## [Testo della pagina]
━━━━━━━━━━━━━━━━━━━━
La distinzione di significato più ampio, destinata a durare per tutto il periodo classico negli Stati democratici e in quelli oligarchici fu però quella fra cittadini, cui erano riconosciuti pieni diritti politici e civili, e non cittadini. In una polis uno straniero non è necessariamente un barbaro, anzi spesso proviene da un'altra polis, parla greco e si comporta da greco. La barriera che lo divide dai cittadini non è dunque innalzata da pregiudizi culturali razziali; la città-stato greca è un mondo chiuso, geloso della propria autonomia: chi viene da fuori viene accettato solo in posizione subordinata e lasciato ai margini della comunità di uguali.
━━━━━━━━━━━━━━━━━━━━
## [Voci fornite]
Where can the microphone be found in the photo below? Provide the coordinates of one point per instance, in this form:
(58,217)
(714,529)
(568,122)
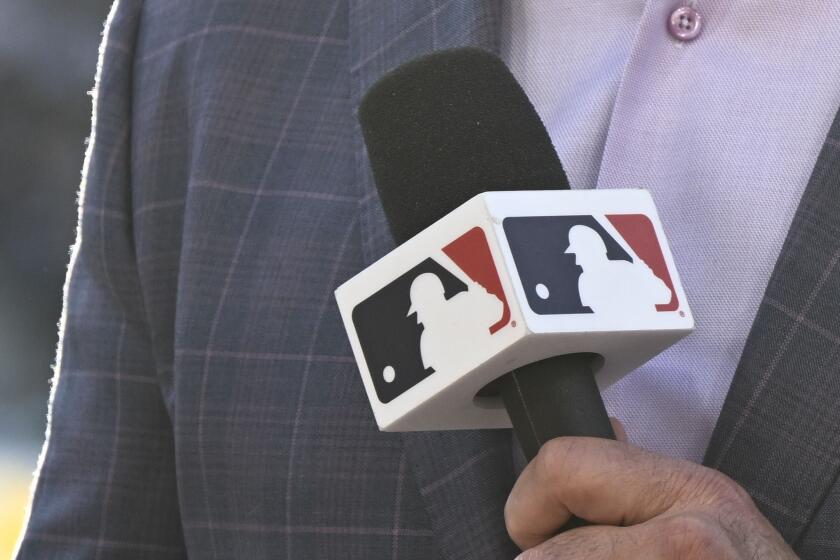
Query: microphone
(510,297)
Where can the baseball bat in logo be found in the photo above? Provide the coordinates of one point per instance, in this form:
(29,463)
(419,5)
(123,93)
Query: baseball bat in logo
(572,264)
(433,316)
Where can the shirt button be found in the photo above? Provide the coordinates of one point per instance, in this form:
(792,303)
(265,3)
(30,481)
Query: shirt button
(684,23)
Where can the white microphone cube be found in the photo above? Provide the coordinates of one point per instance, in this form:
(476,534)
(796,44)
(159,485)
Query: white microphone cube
(506,279)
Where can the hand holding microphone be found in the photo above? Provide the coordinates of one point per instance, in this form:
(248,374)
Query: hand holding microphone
(642,506)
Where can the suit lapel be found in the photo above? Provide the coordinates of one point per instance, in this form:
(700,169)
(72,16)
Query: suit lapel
(778,432)
(465,476)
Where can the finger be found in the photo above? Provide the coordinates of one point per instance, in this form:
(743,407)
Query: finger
(677,536)
(618,428)
(602,481)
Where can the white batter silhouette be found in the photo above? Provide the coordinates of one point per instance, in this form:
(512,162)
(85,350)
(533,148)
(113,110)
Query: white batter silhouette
(613,286)
(456,329)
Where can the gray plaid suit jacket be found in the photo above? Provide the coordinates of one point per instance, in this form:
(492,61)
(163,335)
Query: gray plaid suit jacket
(206,403)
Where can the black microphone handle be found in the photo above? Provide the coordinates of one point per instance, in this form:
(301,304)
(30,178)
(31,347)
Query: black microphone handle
(552,398)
━━━━━━━━━━━━━━━━━━━━
## [Compito]
Ricopia senza modifiche, dal testo sulla cittadinanza nella polis greca, il passo che si apre con le parole "La distinzione di" e si chiude con "comunità di uguali.".

## [Risposta corretta]
La distinzione di significato più ampio, destinata a durare per tutto il periodo classico negli Stati democratici e in quelli oligarchici fu però quella fra cittadini, cui erano riconosciuti pieni diritti politici e civili, e non cittadini. In una polis uno straniero non è necessariamente un barbaro, anzi spesso proviene da un'altra polis, parla greco e si comporta da greco. La barriera che lo divide dai cittadini non è dunque innalzata da pregiudizi culturali razziali; la città-stato greca è un mondo chiuso, geloso della propria autonomia: chi viene da fuori viene accettato solo in posizione subordinata e lasciato ai margini della comunità di uguali.